:: Parts of the exercise ::
A – In the interview excerpt, what payment term does Preston Pysh give as an example of a tighter timeline between energy companies?
B – Copy the interview excerpt word for word, beginning at the words "Do you see any" and stopping after the words "various energy companies?".

:: Text block ::
::::

Well, energy has this property where it doesn’t change value for the last bit of the value chain quite a bit, and there’s usually a number of parties involved in the transaction. So now instead of the utility paying the supplier, supplier paying the transmission company, et cetera, et cetera, now everybody can pay to once. And so that’s where you start to see enormous savings come to bear. And that’s what we get really excited about because now everybody in the equation’s happier, and it’s everybody from the energy broker who can say, “Hey, I had a part in this supply deal.” They’re the last people that get paid in a lot of transactions, now they can get paid right at front with everybody else. And so it just really changes the dynamic.

Preston Pysh (27:08):

Do you see any role at the main hubs, the main energy hubs between the various energy companies using a similar model? Or is it kind of handled in the business maybe on a tighter timeline like net 30 or something between the various energy companies?

::::

:: Point annotation records ::

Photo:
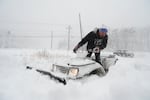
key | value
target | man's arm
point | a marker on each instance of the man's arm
(82, 42)
(104, 42)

::::

:: Task-by-task results ::
A – Net 30.

B –
Do you see any role at the main hubs, the main energy hubs between the various energy companies using a similar model? Or is it kind of handled in the business maybe on a tighter timeline like net 30 or something between the various energy companies?